*What this task involves*.
Could each record be restated word for word?

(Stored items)
[Start of section]
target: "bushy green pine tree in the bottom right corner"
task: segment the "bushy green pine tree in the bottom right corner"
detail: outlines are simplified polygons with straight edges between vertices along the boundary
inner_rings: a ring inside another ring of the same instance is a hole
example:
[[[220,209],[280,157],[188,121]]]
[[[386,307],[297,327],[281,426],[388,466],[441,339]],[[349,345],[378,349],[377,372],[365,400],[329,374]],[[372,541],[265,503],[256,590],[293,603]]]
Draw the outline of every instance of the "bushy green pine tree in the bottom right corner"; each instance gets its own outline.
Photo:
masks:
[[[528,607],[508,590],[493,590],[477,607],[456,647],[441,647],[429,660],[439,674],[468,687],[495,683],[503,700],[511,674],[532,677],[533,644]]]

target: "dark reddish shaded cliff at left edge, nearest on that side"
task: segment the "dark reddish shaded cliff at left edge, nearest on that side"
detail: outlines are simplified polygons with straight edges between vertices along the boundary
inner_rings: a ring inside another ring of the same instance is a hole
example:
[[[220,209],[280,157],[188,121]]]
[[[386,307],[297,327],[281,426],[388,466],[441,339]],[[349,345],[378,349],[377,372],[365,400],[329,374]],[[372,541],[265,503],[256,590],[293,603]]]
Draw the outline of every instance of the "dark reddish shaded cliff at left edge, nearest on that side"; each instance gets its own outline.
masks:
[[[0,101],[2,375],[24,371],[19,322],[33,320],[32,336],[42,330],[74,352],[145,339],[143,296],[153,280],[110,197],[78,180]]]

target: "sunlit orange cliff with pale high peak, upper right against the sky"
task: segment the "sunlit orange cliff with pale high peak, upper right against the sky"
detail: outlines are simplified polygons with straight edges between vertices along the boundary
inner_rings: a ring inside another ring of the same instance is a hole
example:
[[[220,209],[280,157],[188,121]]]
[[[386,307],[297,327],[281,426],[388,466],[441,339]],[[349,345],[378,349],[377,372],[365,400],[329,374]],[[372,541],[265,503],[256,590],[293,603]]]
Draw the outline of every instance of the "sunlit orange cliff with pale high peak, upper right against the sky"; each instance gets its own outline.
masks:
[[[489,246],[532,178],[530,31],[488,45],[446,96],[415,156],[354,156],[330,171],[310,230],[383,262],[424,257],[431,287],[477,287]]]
[End of section]
*Expected answer*.
target: "bushy green pine tree in the bottom right corner"
task: segment the "bushy green pine tree in the bottom right corner"
detail: outlines are simplified polygons with straight edges between vertices along the boundary
inner_rings: a ring inside another ring of the same instance is a hole
example:
[[[220,209],[280,157],[188,121]]]
[[[386,307],[297,327],[281,426],[388,466],[441,339]],[[349,345],[378,349],[377,372],[365,400],[329,374]],[[372,541],[265,503],[256,590],[293,603]]]
Draw the outline of every instance of the "bushy green pine tree in the bottom right corner"; each instance gets its own outline.
Photo:
masks:
[[[528,607],[508,590],[493,590],[477,607],[456,647],[441,647],[429,660],[439,674],[468,687],[495,683],[503,700],[511,674],[532,677],[533,644]]]

target: "dark reddish shaded cliff at left edge, nearest on that side"
task: segment the "dark reddish shaded cliff at left edge, nearest on that side"
detail: outlines are simplified polygons with straight edges between vertices along the boundary
inner_rings: a ring inside another ring of the same instance is a hole
example:
[[[220,209],[280,157],[188,121]]]
[[[386,307],[297,327],[281,426],[388,466],[441,339]],[[349,345],[378,349],[377,372],[365,400],[329,374]],[[372,541],[265,503],[256,590],[293,603]]]
Draw the outline of every instance of the "dark reddish shaded cliff at left edge, nearest on that side"; each instance gets its own outline.
masks:
[[[0,101],[2,375],[24,371],[19,322],[33,320],[32,336],[42,330],[74,352],[145,339],[143,296],[153,280],[110,197],[78,180]]]

target: "sunlit orange cliff with pale high peak, upper right against the sky"
task: segment the "sunlit orange cliff with pale high peak, upper right against the sky"
detail: outlines are simplified polygons with straight edges between vertices along the boundary
inner_rings: a ring inside another ring of the same instance is a hole
example:
[[[220,209],[280,157],[188,121]]]
[[[386,307],[297,327],[281,426],[388,466],[441,339]],[[349,345],[378,349],[377,372],[365,400],[329,374]],[[372,541],[265,503],[256,590],[293,603]]]
Draw the outline of every instance of the "sunlit orange cliff with pale high peak, upper right against the sky"; each instance gets its own outline.
masks:
[[[489,246],[532,178],[530,31],[488,45],[446,96],[415,156],[354,156],[330,171],[310,230],[383,262],[424,257],[431,287],[477,287]]]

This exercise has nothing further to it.